Whenever a line of the records below contains the word "bathtub", copy that line.

=-=-=

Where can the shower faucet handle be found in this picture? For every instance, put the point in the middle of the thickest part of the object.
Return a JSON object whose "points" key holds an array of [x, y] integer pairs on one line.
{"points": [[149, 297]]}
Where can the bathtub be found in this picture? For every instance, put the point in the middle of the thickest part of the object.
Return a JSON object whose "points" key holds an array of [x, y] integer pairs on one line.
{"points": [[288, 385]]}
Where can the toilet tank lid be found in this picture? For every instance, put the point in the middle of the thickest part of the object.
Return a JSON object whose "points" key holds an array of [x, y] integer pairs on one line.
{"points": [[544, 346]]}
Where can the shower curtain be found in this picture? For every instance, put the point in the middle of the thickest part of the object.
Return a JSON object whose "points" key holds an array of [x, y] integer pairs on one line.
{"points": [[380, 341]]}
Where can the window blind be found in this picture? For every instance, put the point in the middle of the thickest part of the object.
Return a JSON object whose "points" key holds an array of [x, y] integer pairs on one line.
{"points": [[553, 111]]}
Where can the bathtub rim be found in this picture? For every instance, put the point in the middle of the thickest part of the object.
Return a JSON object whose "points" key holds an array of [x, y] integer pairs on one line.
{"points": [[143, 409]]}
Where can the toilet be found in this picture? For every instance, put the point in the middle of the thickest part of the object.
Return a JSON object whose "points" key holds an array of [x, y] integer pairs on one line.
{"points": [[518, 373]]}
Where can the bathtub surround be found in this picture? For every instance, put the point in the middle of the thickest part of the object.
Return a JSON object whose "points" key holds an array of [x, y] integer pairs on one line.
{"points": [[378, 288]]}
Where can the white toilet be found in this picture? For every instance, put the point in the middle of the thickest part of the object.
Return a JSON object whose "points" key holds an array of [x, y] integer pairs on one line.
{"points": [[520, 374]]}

=-=-=

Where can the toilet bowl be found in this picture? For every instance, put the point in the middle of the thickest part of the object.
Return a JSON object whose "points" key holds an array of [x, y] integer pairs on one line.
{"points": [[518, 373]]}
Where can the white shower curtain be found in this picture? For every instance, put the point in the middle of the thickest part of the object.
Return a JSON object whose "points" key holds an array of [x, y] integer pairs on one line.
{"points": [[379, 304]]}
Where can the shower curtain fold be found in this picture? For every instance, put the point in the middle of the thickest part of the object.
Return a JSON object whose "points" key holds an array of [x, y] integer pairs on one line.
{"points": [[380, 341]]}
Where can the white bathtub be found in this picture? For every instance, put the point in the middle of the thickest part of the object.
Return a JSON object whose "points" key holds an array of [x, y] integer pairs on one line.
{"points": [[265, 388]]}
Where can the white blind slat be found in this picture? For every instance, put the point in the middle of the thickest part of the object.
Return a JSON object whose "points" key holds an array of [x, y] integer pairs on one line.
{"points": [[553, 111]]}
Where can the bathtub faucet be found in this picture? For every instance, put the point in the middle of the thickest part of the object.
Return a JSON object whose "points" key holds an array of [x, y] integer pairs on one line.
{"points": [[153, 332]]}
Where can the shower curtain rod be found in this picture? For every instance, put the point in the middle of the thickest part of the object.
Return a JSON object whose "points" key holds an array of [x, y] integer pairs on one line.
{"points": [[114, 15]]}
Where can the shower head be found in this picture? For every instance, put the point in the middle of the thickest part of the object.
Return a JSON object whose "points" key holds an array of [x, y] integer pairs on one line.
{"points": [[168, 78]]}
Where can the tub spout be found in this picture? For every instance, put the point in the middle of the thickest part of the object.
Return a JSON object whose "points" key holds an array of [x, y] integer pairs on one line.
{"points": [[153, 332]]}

=-=-=

Output for this exercise
Where can the bathtub be found in this picture? For every instance, put the point in the middle of the thickest part of the object.
Where can the bathtub rim be found in this picture? For every instance, put the point in the middle of the thickest part of the object.
Where can the bathtub surround be found in this picture? For every instance, put the point in the middle of the thickest part of the object.
Where can the white bathtub be found in this picture? For every instance, put the point in the middle of the thickest part of the object.
Where can the bathtub faucet be found in this picture? For every instance, put the point in the middle of the thickest part of the object.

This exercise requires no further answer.